-- Start Passage given --
On October 21, 2020, the District Court denied Cruz's motion in a brief text order, which stated that the denial was “for the reasons indicated by the government.” Cruz then timely appealed.
While the appeal was pending, we decided United States v. Ruvalcaba, 26 F.4th 14 (1st Cir. 2022). We held there that the policy statement concerning sentence-reduction motions then in effect applied only to motions that the BOP itself brought. Id. at 20-21. In consequence, we held that district courts considering defendant-initiated sentence-reduction motions were not bound in their assessments of the motions by that policy statement. Id. at 23-24.
-- End Passage given --
-- Start Information shown --
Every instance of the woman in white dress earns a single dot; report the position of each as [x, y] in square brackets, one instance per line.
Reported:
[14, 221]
-- End Information shown --
▶ [Problem set]:
**1.** Starting with "On October 21, 2020, the" and going on through "Id. at 23-24.", write out the passage on Cruz's appeal again, replacing "text order" with "written order".
**2.** According to the passage on Cruz's appeal, which case did the court decide while the appeal was pending?

▶ [Worked solutions]:
**1.**
On October 21, 2020, the District Court denied Cruz's motion in a brief written order, which stated that the denial was “for the reasons indicated by the government.” Cruz then timely appealed.
While the appeal was pending, we decided United States v. Ruvalcaba, 26 F.4th 14 (1st Cir. 2022). We held there that the policy statement concerning sentence-reduction motions then in effect applied only to motions that the BOP itself brought. Id. at 20-21. In consequence, we held that district courts considering defendant-initiated sentence-reduction motions were not bound in their assessments of the motions by that policy statement. Id. at 23-24.

**2.** United States v. Ruvalcaba, 26 F.4th 14 (1st Cir. 2022).